■ YOUR OBJECTIVE ■
Copy the records exactly, leaving out every picture.
[[ TASK DATA open ]]
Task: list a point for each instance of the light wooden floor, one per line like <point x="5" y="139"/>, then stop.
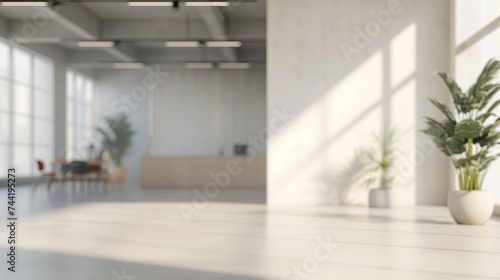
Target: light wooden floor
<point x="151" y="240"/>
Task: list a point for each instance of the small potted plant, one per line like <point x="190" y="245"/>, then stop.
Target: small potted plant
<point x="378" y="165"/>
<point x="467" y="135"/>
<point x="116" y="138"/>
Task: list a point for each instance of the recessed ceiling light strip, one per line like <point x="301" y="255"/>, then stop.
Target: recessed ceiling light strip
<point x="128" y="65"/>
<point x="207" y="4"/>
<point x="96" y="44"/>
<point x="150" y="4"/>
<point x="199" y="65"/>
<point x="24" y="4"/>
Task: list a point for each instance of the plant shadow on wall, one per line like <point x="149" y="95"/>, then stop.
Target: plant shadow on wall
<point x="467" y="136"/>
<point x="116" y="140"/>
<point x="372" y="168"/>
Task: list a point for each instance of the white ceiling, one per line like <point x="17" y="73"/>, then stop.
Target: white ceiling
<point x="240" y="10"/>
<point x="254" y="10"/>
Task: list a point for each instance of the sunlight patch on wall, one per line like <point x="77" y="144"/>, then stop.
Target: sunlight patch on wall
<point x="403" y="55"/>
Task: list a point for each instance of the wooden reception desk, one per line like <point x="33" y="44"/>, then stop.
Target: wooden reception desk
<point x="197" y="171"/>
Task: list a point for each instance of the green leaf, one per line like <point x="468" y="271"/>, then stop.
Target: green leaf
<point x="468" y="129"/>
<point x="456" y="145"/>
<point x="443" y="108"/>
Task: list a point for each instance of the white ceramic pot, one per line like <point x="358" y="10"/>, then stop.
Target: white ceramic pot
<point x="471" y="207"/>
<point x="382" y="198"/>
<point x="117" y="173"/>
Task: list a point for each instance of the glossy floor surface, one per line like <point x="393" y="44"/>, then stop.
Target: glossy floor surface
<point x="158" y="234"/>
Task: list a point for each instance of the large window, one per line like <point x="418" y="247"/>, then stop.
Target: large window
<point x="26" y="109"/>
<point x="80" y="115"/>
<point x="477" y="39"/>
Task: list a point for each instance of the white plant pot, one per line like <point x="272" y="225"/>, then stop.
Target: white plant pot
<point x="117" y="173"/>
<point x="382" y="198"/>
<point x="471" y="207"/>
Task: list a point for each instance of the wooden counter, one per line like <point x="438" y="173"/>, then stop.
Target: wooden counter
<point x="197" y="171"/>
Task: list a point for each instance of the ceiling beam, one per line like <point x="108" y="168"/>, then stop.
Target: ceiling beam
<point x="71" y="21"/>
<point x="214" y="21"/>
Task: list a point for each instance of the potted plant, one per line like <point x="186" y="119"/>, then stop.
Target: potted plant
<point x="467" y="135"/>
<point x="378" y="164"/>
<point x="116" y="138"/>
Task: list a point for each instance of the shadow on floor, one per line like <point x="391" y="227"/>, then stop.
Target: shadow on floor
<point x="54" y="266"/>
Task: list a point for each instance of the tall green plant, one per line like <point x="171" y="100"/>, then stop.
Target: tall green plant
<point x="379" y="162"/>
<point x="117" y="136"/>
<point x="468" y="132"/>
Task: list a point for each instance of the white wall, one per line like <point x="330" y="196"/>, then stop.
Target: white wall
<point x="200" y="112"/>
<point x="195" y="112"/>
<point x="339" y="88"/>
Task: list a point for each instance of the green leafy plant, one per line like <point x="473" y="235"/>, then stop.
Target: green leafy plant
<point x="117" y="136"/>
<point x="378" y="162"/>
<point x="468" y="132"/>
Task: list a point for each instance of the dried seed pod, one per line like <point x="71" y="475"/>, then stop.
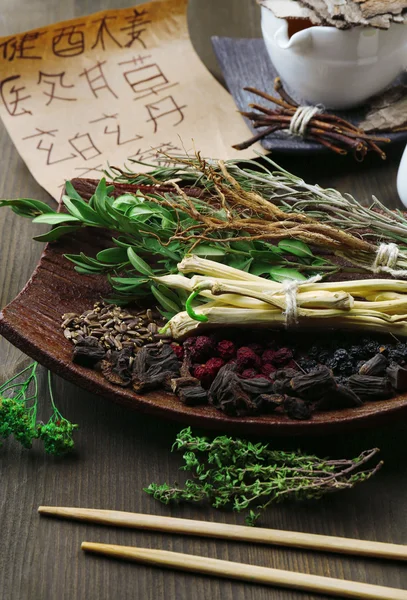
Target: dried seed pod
[[ TASK DATA closed ]]
■ COMPLETED EXERCISE ■
Task: list a point for each instance of the light wooden floor, one per line like <point x="5" y="139"/>, then stop.
Target: light wooden floor
<point x="151" y="240"/>
Task: list a point for each instance of the small potted plant, one per line like <point x="190" y="245"/>, then stop.
Target: small potted plant
<point x="378" y="165"/>
<point x="467" y="135"/>
<point x="116" y="138"/>
Task: list a point for each instance of the recessed ceiling light strip, one per line like <point x="301" y="255"/>, then stop.
Target: recessed ceiling light strip
<point x="128" y="65"/>
<point x="207" y="4"/>
<point x="96" y="44"/>
<point x="150" y="4"/>
<point x="199" y="65"/>
<point x="24" y="4"/>
Task: list a point for each instance of the plant shadow on wall, one per line like <point x="149" y="95"/>, then stop.
Target: plant shadow on wall
<point x="467" y="136"/>
<point x="116" y="140"/>
<point x="372" y="168"/>
Task: list a point for each instance of the white ceiling, one per line like <point x="17" y="73"/>, then stop.
Target: white ceiling
<point x="240" y="10"/>
<point x="254" y="10"/>
Task: list a point for each instance of the sunlight patch on wall, one per line like <point x="77" y="144"/>, then stop.
Target: sunlight patch on wall
<point x="403" y="55"/>
Task: list a point for each instance of the wooden reception desk, one per line like <point x="33" y="44"/>, then stop.
Target: wooden reception desk
<point x="197" y="171"/>
Task: list a point for each instance of the green leaf, one per line like <point x="468" y="271"/>, then stop.
Target: green leaf
<point x="468" y="129"/>
<point x="456" y="145"/>
<point x="443" y="108"/>
Task: list a point for each instance of the white ceramic pot, one per line like <point x="358" y="10"/>, then stop.
Target: white ceramic pot
<point x="471" y="207"/>
<point x="382" y="198"/>
<point x="117" y="173"/>
Task: list a point for each instance of the glossy floor surface, one per line like <point x="393" y="44"/>, then stop.
Target: glossy floor surface
<point x="158" y="234"/>
Task: list a point for each instance of the large window, one per line like <point x="418" y="247"/>, then stop.
Target: large window
<point x="26" y="109"/>
<point x="80" y="115"/>
<point x="477" y="39"/>
Task: list a point for each instance of the white plant pot, one per line like <point x="272" y="225"/>, then stop.
Target: white plant pot
<point x="117" y="173"/>
<point x="382" y="198"/>
<point x="471" y="207"/>
Task: list a point for each instance of the wooden counter, one per line like <point x="438" y="173"/>, then stop.
Target: wooden counter
<point x="197" y="171"/>
Task: list a point for each instance of the ceiling beam, one per line like <point x="108" y="168"/>, then stop.
Target: ceiling beam
<point x="71" y="21"/>
<point x="214" y="21"/>
Task: list a point for each instance of the potted plant, one per line like <point x="186" y="119"/>, then stop.
Target: potted plant
<point x="467" y="135"/>
<point x="378" y="164"/>
<point x="116" y="138"/>
Task: list a point for each instance of the shadow on floor, one per line like <point x="391" y="227"/>, then stop.
Target: shadow on floor
<point x="54" y="266"/>
Task: list a point for each instance of the tall green plant, one per line like <point x="171" y="100"/>, then stop.
Target: tall green plant
<point x="379" y="162"/>
<point x="117" y="136"/>
<point x="468" y="132"/>
Task: list a point for each instance of the white wall, one per line like <point x="330" y="196"/>, then stop.
Target: white wall
<point x="200" y="112"/>
<point x="195" y="112"/>
<point x="339" y="88"/>
Task: list a point for each instance of the green leafy plant, one per line like <point x="473" y="235"/>, then stop.
Target: green leafy plant
<point x="117" y="136"/>
<point x="378" y="162"/>
<point x="468" y="132"/>
Task: list a point for each instance of the dried seed pod, one per line like <point x="71" y="475"/>, then stop.
Target: dried seed pod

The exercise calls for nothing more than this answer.